_Data shown_

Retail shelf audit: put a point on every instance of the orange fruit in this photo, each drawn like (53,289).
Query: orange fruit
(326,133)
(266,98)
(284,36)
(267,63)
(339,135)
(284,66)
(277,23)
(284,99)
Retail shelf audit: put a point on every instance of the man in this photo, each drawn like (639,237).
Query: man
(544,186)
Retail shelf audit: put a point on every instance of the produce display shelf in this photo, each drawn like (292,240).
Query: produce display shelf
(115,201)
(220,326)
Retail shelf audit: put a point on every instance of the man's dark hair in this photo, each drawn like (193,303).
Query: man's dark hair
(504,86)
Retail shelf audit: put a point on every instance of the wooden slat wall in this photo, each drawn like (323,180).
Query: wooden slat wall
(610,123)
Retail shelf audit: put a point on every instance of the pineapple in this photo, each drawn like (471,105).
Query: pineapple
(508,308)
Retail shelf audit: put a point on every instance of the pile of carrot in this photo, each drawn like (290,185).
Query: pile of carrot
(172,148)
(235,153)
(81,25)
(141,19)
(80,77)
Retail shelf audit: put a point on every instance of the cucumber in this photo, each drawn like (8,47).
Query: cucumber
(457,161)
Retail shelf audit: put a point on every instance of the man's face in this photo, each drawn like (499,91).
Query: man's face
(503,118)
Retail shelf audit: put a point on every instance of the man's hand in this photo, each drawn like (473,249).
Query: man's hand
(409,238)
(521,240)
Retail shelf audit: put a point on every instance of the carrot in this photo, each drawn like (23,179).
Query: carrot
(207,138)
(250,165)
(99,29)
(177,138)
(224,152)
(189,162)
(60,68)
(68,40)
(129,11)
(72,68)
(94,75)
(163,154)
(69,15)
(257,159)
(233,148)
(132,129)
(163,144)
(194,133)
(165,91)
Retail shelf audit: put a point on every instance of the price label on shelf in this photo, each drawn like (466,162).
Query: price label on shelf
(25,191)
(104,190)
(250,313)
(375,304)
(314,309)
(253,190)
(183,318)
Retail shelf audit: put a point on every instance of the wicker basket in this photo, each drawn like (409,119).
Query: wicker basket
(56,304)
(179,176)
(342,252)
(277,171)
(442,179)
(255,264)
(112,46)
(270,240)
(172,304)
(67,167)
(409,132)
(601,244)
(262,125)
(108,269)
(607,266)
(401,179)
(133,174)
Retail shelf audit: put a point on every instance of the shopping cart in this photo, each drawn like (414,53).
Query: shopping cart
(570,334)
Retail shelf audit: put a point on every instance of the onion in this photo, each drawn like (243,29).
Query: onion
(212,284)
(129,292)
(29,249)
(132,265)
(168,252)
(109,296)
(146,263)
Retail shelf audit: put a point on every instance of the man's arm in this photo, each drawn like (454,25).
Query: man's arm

_How to complete this task_
The material above is to be transcribed in full, exactly as it stands.

_Result of the exercise_
Retail shelf audit: put a point on every instance of the orange fruit in this photo, each drawn like (53,289).
Query: orange fruit
(326,133)
(266,98)
(284,36)
(267,63)
(339,135)
(284,66)
(277,23)
(284,99)
Retail shelf audit: put a point on every instance of the man in this photo, each drawn like (639,237).
Query: man
(544,186)
Retail shelf audit: put a point on every instance of the produce display shelf in this photo, each drawn like (292,240).
Query: produce display shelf
(115,201)
(220,326)
Retail shelf audit: put a point on every instance of the man's dark hair in this photo, each drawn like (193,303).
Query: man's dark hair
(504,86)
Retail shelf audit: put a point on every instance of the wooden slat wall in this photo, each drawn like (323,180).
Query: wooden slat wall
(610,123)
Retail shelf audit: put a point on every instance of the pineapple in this photo, each drawn like (471,105).
Query: pineapple
(508,308)
Retail shelf audit: put a point on every instance of the pile of carrot in this photo, each drawn like (290,185).
Query: pile of carrot
(172,148)
(235,153)
(81,25)
(141,19)
(80,77)
Retail shelf audit: put a point on every instance of the cucumber in this photo, each drawn like (8,47).
Query: cucumber
(457,161)
Retail shelf audit: put a point on every instance of the man's face in this photo, each drawn like (499,91).
Query: man's face
(503,118)
Retail shelf audit: put a point on every instance of the man's hand in this photo, each drawn like (473,249).
Query: man's hand
(409,238)
(521,240)
Retail shelf audit: put a point on every instance of the carrot in this photo, each drawn like (23,179).
Query: carrot
(207,138)
(250,165)
(99,29)
(177,138)
(224,152)
(189,162)
(60,68)
(68,40)
(129,11)
(72,68)
(94,75)
(163,154)
(69,15)
(257,159)
(233,148)
(132,129)
(163,144)
(194,133)
(165,91)
Retail shelf audit: put a point on every instance of the price label on shelf in this photo, each drawn like (466,162).
Query: price label on shelf
(25,191)
(104,190)
(250,313)
(375,304)
(314,309)
(253,190)
(183,318)
Retail shelf audit: put a point on every instance of the wicker basket in this photo, each drawn like (409,119).
Query: wicker basket
(56,304)
(179,176)
(342,252)
(277,171)
(442,179)
(255,264)
(112,46)
(270,240)
(172,304)
(67,167)
(409,132)
(601,244)
(262,125)
(108,269)
(607,266)
(401,179)
(133,174)
Retail shelf audit: put a point on every instance of the shopping cart in this photo, each drawn like (414,53).
Query: shopping cart
(570,334)
Retail shelf audit: put a point on every instance of the onion in this photo, each drawn like (243,29).
Query: onion
(212,284)
(129,292)
(29,249)
(132,265)
(168,252)
(109,296)
(146,263)
Retail shelf audit: put a point on every instance of the man's arm in this photo, each drawn like (454,25).
Query: man's arm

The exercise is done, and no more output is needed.